• **Document extract**
"""

A linear mixed-effects model is of the form

$$y=\underset{fixed}{\underbrace{X\beta}}+\underset{random}{\underbrace{Zb}}+\underset{error}{\underbrace{\epsilon}},$$

where

*y*is the*n*-by-1 response vector, and*n*is the number of observations.*X*is an*n*-by-*p*fixed-effects design matrix.*β*is a*p*-by-1 fixed-effects vector.*Z*is an*n*-by-*q*random-effects design matrix.*b*is a*q*-by-1 random-effects vector.*ε*is the*n*-by-1 observation error vector.

The random-effects vector, *b*, and
the error vector, *ε*, are assumed to have
the following independent prior distributions:

$$\begin{array}{l}b~N\left(0,{\sigma}^{2}D\left(\theta \right)\right),\\ \epsilon ~N\left(0,\sigma {}^{2}I\right),\end{array}$$

where *D* is a symmetric and positive
semidefinite matrix, parameterized by a variance component vector *θ*, *I* is
an *n*-by-*n* identity matrix, and *σ*^{2} is
the error variance.

In this model, the parameters to estimate are the fixed-effects
coefficients *β*, and the variance components *θ* and *σ*^{2}.
The two most commonly used approaches to parameter estimation in linear
mixed-effects models are maximum likelihood and restricted maximum
likelihood methods.

"""

• **Pointing records**
"""

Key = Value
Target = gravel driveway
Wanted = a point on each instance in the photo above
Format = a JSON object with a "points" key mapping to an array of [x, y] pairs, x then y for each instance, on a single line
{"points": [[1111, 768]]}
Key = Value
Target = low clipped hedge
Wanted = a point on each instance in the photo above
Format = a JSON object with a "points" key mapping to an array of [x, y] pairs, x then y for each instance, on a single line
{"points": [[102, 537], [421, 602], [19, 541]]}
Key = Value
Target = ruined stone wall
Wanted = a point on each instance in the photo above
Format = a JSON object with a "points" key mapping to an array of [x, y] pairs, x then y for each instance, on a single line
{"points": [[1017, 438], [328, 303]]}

"""

• **Task 1**
Write out the passage on linear mixed-effects models. Begin at the words "In this model, the" and stop after "likelihood methods.".
• **Task 2**
Extend the passage on linear mixed-effects models, picking up right after its last sentence.
The records aren't needed here.

• **Expected output 1**
In this model, the parameters to estimate are the fixed-effects
coefficients *β*, and the variance components *θ* and *σ*^{2}.
The two most commonly used approaches to parameter estimation in linear
mixed-effects models are maximum likelihood and restricted maximum
likelihood methods.

• **Expected output 2**
The maximum likelihood estimation includes both regression coefficients and the variance components, that is, both fixed-effects and random-effects terms in the likelihood function.

For a linear mixed-effects model defined above, the conditional
response of the response variable *y* given *β*, *b*, *θ*,
and σ^{2} is

$$y|b,\beta ,\theta ,{\sigma}^{2}~N\left(X\beta +Zb,{\sigma}^{2}{I}_{n}\right).$$

The likelihood of *y* given *β*, *θ*,
and σ^{2} is

$$P\left(y|\beta ,\theta ,{\sigma}^{2}\right)={\displaystyle \int P\left(y|b,\beta ,\theta ,{\sigma}^{2}\right)}P\left(b|\theta ,{\sigma}^{2}\right)db,$$

where

$$\begin{array}{l}P\left(b|\theta ,{\sigma}^{2}\right)=\frac{1}{{\left(2\pi {\sigma}^{2}\right)}^{\raisebox{1ex}{$q$}\!\left/ \!\raisebox{-1ex}{$2$}\right.}}\frac{1}{{\left|D\left(\theta \right)\right|}^{\raisebox{1ex}{$1$}\!\left/ \!\raisebox{-1ex}{$2$}\right.}}\mathrm{exp}\left\{-\frac{1}{2{\sigma}^{2}}{b}^{T}{D}^{-1}b\right\}\text{\hspace{1em}}\text{and}\\ P\left(y|b,\beta ,\theta ,{\sigma}^{2}\right)=\frac{1}{{\left(2\pi {\sigma}^{2}\right)}^{\raisebox{1ex}{$n$}\!\left/ \!\raisebox{-1ex}{$2$}\right.}}\mathrm{exp}\left\{-\frac{1}{2{\sigma}^{2}}{\left(y-X\beta -Zb\right)}^{T}\left(y-X\beta -Zb\right)\right\}.\end{array}$$

Suppose Λ(*θ*) is the lower triangular
Cholesky factor of *D*(*θ*)
and Δ(*θ*) is the inverse of Λ(*θ*).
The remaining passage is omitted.